▶ _Work to do_
Return the data from the line that contains "If you don't mind, would you find the conifer" through the line that contains "[0,58,450,345]", including both of those lines, with every character unchanged.

── Dataset extract ──

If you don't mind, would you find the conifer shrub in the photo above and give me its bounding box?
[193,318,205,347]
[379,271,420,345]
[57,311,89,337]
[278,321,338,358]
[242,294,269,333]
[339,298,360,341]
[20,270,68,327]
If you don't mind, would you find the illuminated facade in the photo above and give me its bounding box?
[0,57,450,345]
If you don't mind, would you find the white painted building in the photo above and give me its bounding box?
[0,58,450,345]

───
── Dataset extract ──

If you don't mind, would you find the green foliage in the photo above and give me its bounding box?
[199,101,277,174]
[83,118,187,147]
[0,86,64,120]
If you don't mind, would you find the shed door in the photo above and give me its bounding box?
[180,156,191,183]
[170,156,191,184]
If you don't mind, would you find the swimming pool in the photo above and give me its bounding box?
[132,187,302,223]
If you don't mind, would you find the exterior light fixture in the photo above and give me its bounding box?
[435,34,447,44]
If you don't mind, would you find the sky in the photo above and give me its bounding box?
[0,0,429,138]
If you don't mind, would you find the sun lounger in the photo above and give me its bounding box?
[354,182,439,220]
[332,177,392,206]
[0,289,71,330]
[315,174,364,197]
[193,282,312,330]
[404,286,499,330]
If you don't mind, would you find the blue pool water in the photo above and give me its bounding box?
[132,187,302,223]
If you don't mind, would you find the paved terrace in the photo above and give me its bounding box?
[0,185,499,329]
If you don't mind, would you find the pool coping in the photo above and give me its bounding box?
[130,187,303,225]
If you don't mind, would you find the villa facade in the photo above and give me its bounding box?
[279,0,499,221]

───

▶ _Answer for the task_
If you don't mind, would you find the conifer shrub in the photo above and give me its bounding box?
[193,318,205,347]
[379,271,420,345]
[57,311,89,337]
[278,321,338,358]
[242,294,269,333]
[339,298,360,341]
[20,270,68,327]
If you don't mind, would you find the illuminated facade in the photo above and give me its bounding box?
[0,57,450,345]
If you don't mind, would you find the white painted building in the photo above and give me its bounding box?
[0,58,450,345]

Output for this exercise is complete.